INFORMATION SUPPLIED>

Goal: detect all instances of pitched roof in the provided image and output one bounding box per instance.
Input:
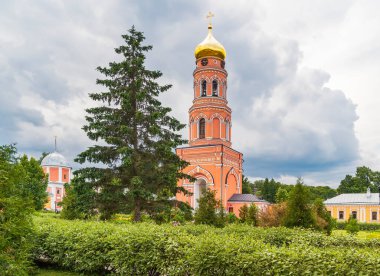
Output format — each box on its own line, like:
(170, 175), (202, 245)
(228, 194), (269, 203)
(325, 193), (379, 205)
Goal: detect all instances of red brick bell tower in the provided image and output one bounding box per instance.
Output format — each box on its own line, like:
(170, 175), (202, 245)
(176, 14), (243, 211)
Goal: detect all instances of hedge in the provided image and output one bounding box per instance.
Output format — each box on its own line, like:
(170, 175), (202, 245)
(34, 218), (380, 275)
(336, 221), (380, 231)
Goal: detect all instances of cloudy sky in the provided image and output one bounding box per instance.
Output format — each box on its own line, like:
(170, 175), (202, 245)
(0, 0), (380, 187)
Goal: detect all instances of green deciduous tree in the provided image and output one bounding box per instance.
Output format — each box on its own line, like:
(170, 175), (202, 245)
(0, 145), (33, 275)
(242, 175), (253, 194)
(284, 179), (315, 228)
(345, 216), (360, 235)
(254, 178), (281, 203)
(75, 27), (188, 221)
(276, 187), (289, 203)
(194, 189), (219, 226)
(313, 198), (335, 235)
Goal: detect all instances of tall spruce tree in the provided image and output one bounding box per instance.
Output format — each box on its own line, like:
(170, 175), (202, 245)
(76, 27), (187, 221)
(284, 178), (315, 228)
---
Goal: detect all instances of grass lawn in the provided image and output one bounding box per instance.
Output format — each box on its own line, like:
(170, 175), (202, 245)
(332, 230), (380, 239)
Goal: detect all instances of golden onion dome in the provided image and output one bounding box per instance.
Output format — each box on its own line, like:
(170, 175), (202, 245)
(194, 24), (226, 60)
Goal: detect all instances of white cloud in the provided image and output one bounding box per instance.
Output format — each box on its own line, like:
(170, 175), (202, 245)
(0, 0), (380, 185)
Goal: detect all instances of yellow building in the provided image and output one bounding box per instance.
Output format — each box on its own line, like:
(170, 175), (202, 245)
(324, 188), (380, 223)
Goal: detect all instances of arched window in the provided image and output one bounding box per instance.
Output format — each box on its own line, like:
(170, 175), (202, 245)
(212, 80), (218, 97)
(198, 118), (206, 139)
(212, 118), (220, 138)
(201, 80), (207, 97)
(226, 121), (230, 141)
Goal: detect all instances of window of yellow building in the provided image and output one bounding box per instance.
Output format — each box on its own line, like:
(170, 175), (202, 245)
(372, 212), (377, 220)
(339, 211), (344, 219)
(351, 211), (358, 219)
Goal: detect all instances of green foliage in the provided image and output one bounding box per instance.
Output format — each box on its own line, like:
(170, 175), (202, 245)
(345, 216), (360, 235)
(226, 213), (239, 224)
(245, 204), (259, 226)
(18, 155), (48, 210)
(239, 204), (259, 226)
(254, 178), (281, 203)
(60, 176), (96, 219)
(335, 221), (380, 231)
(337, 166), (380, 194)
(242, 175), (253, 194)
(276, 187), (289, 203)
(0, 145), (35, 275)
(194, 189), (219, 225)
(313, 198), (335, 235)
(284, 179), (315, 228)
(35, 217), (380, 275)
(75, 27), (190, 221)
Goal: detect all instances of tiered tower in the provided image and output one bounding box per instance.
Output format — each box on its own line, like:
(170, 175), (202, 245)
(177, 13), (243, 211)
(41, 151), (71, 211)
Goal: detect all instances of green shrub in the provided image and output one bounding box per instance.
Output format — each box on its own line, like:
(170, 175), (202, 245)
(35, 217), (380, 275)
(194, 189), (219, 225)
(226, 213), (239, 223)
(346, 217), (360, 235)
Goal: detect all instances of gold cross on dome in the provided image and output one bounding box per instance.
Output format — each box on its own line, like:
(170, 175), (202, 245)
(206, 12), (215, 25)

WHAT IS BEING ASKED>
Copy out the rows word for word, starting at the line containing "Goal: detect all instances of hedge" and ending at the line containing "(284, 178), (315, 228)", both of those lines included.

FULL SOLUTION>
Goal: detect all instances of hedge in the provided image and output one bounding box per instance.
Output format — each box on its own line, like:
(170, 175), (202, 245)
(34, 218), (380, 275)
(336, 221), (380, 231)
Goal: detect all instances of cloudy sky in the provided image and output one bounding box per instance.
Output format — each box on its own line, like:
(170, 175), (202, 245)
(0, 0), (380, 187)
Goal: detect all instances of green deciduous tree in the provided image and output one bounding box per instance.
Output format — each box on its own line, like:
(170, 175), (202, 245)
(0, 145), (33, 275)
(242, 175), (253, 194)
(284, 179), (315, 228)
(345, 216), (360, 235)
(254, 178), (281, 203)
(75, 27), (188, 221)
(276, 187), (289, 203)
(194, 189), (219, 226)
(313, 198), (335, 235)
Goal: detect all instances of tall spruce tree in the provided image and output one bounding box per instance.
Output format — each box on its own line, like:
(170, 175), (202, 245)
(76, 27), (187, 221)
(284, 178), (315, 228)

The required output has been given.